Text segment:
## Begin
Why Perform in Train Stations?

All the City’s a Stage – Tradition/Innovation Beyond the Opera House.

Cities are filled with potential impromptu and unlikely venues that, if exploited in innovative ways, can be used for opera performances. By using forgotten yet architecturally and socially significant places, rather than typical opera houses, opera can widen its audience and become more relevant to a democratic and heterogeneous society while also responding to current and future economic constraints. Typically modeled on Classical and Victorian ideals of civic munificence and public show, opera houses have inadvertently entombed the art they celebrate by freezing it as a museum specimen rather than encouraging it to expand and contract as a living entity.

Chamber opera was an understandable response to the overheated scale of production that existed up to the mid-20th century. This short-lived, and mainly European phenomenon, proportionately lowered some of the house’s overhead. Nonetheless, the scale of the buildings still makes for an extravagantly over-packaged experience. Rather than let the historical architectural hardware drive contemporary musical software, composers and chamber operas need spaces that respond to the intimacy of the medium. If opera is to survive the transition to the iPod generation, new, smaller companies need attractive and adaptable repertoire that takes advantage of entirely new circumstances independent of the demands of proscenium theaters.

Our work is to research, write, and stage site-specific operatic works that establish a new compositional and performance model to decentralize the concert experience. By moving away from monopolized discrete venues, operas such as these attract a broader public to a living art form that reuses public space and encourages urban revitalization.
## End
Work required:
Return the lines of the text on opera in train stations starting with "Cities are filled" and going on through "a living entity.", copied word for word.

Source material:
## Begin
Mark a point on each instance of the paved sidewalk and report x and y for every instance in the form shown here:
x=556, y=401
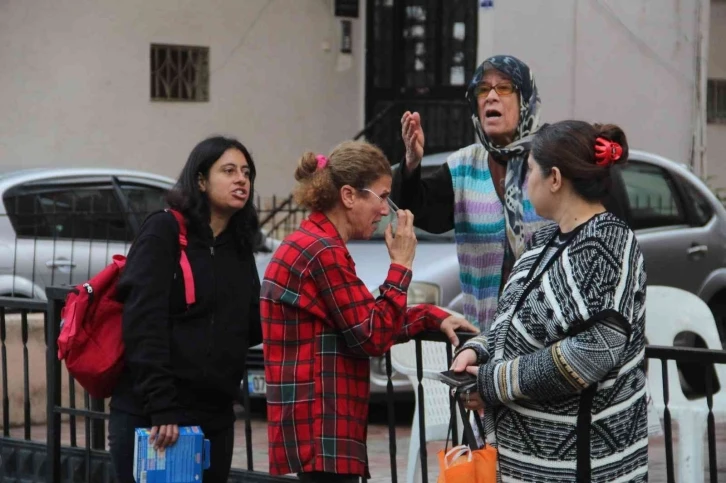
## End
Expected output:
Cities are filled with potential impromptu and unlikely venues that, if exploited in innovative ways, can be used for opera performances. By using forgotten yet architecturally and socially significant places, rather than typical opera houses, opera can widen its audience and become more relevant to a democratic and heterogeneous society while also responding to current and future economic constraints. Typically modeled on Classical and Victorian ideals of civic munificence and public show, opera houses have inadvertently entombed the art they celebrate by freezing it as a museum specimen rather than encouraging it to expand and contract as a living entity.